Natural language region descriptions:
++++

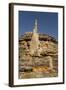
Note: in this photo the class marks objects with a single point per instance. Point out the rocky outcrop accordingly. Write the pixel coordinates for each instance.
(43, 65)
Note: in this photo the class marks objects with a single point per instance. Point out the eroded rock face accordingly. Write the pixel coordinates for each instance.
(44, 60)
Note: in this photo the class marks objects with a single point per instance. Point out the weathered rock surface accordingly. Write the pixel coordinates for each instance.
(38, 65)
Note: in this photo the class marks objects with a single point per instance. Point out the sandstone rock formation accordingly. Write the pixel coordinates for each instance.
(44, 61)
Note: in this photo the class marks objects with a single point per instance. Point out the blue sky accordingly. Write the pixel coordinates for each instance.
(47, 22)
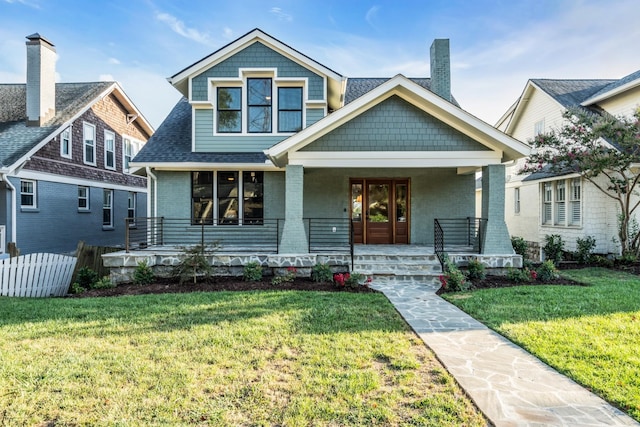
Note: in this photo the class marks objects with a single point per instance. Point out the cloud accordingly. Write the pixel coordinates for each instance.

++++

Work required: Once the pictures are set aside, what is needed is the lines from the line with "out the sandstone" through the end of the data, written out exactly and alone.

Output for this exercise:
Note: in this photo the class marks objects with a single point per instance. Point out the sandstone rock formation accordingly. Write the pixel coordinates for each instance.
(44, 61)
Note: in this photo the class marks objects with a single point per instance. Point out the blue sky accordingly. Write the pixel coordinates for each instance.
(47, 22)
Note: in this photo the class marks objects with a single point per instance. Point out the cloud accordingly. Write the pixel coordinates for each instance.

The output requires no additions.